> Task objective
Take the data that follows and retype it word for word.

> Data for this task
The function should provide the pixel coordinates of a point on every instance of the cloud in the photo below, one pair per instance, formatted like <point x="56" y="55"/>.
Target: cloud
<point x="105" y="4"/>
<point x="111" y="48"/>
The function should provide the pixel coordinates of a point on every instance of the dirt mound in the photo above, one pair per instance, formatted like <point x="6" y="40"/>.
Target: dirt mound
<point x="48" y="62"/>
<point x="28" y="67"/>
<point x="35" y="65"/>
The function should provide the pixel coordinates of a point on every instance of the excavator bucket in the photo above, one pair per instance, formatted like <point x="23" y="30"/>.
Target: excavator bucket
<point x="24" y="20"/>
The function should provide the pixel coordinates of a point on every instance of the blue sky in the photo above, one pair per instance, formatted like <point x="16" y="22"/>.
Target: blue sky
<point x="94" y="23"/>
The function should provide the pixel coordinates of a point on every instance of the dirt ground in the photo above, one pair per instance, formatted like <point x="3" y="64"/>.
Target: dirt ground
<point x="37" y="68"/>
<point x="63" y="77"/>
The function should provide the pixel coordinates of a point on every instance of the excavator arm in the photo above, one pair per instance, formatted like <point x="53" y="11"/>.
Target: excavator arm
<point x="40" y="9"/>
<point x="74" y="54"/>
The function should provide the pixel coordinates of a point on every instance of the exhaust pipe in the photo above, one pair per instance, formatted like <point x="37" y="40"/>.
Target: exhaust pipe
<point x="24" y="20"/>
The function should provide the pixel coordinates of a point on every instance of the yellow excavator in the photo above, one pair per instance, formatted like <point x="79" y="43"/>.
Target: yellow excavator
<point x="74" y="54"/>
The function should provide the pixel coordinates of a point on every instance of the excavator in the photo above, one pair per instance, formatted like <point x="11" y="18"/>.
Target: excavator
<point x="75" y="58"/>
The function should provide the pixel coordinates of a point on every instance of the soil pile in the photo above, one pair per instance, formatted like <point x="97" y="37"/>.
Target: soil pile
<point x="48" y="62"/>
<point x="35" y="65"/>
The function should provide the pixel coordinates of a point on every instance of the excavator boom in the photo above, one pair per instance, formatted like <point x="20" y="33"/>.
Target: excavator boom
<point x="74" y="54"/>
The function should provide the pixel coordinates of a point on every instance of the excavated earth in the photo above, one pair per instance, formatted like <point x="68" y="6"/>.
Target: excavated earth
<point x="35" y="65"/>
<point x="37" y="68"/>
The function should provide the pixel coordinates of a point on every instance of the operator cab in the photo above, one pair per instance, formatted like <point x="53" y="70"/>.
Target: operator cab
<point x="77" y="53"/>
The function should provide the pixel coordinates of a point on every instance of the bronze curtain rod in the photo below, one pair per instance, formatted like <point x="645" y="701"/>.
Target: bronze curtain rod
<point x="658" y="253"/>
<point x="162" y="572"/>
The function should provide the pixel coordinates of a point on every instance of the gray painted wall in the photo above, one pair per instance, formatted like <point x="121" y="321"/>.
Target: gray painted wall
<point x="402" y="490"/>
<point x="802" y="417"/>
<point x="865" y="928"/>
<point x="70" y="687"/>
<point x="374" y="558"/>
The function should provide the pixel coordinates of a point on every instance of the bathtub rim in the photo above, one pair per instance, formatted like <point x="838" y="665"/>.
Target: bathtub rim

> Task response
The function should provide the pixel coordinates of a point on every instance of the cloud in the photo below, one pair per instance, formatted like <point x="56" y="55"/>.
Target: cloud
<point x="105" y="4"/>
<point x="111" y="48"/>
The function should provide the pixel coordinates of a point on every instance of the dirt mound in the photo above, one pair per instance, formatted like <point x="6" y="40"/>.
Target: dirt mound
<point x="48" y="62"/>
<point x="28" y="67"/>
<point x="35" y="65"/>
The function should provide the pixel coordinates of a point on every instance of the excavator bucket in the photo above, one pair per instance, formatted like <point x="23" y="30"/>.
Target: excavator bucket
<point x="24" y="20"/>
The function should provide the pixel coordinates of a point on every instance of the blue sky in the photo above, one pair per instance, formatted like <point x="16" y="22"/>.
Target: blue sky
<point x="94" y="23"/>
The function should provide the pixel coordinates of a point on every instance of the dirt ground in the photo above, one pair per instance, formatted like <point x="3" y="64"/>.
Target: dirt ground
<point x="37" y="68"/>
<point x="63" y="77"/>
The function should provide the pixel coordinates of a point on every instance of the excavator arm in the photo above, one pair per instance, formatted like <point x="53" y="11"/>.
Target: excavator arm
<point x="40" y="9"/>
<point x="74" y="54"/>
The function should provide the pixel coordinates of a point on every instance of the exhaust pipe in the photo above, one pair per instance, formatted like <point x="37" y="40"/>.
Target: exhaust pipe
<point x="24" y="20"/>
The function should provide the pixel coordinates of a point on every instance of the yellow excavator in the photo above, one pair per instance, formatted like <point x="79" y="43"/>.
Target: yellow excavator
<point x="74" y="54"/>
The function should provide the pixel coordinates of a point on every instance of the excavator in the photo above, one pair per instance, formatted like <point x="11" y="18"/>.
Target: excavator
<point x="75" y="58"/>
The function should provide the pixel coordinates of a point on every instance of the soil pile in the photo above, one pair per instance, formatted like <point x="97" y="37"/>.
Target: soil pile
<point x="48" y="62"/>
<point x="35" y="65"/>
The function should provide the pixel coordinates of a point on every instance of the excavator boom in the photo above, one pair per instance, formatted like <point x="20" y="33"/>.
Target: excavator boom
<point x="74" y="54"/>
The function should provide the pixel coordinates of a point on every instance of the excavated earth in the photo above, one pair per instance, formatted like <point x="68" y="6"/>.
Target: excavated earth
<point x="35" y="65"/>
<point x="37" y="68"/>
The function should provide the pixel coordinates of a point on every instance of the operator cab in the photo above, one pair per instance, formatted like <point x="53" y="70"/>.
Target: operator cab
<point x="77" y="53"/>
The function should provide the pixel coordinates of a point on every instance of the bronze curtain rod in the photo below, one pair per instance, formatted like <point x="645" y="701"/>.
Target: bronze curtain rod
<point x="658" y="253"/>
<point x="162" y="572"/>
The function should provide the pixel coordinates of a point on every instance of the gray painted wall in the photo above, one pair per instance, formatted like <point x="121" y="321"/>.
Target: gray painted wall
<point x="402" y="490"/>
<point x="802" y="417"/>
<point x="865" y="928"/>
<point x="70" y="687"/>
<point x="374" y="558"/>
The function should provide the pixel coordinates of a point on every instance of the bathtub rim in the photo above, one pair per instance, formatted like <point x="838" y="665"/>.
Target: bathtub rim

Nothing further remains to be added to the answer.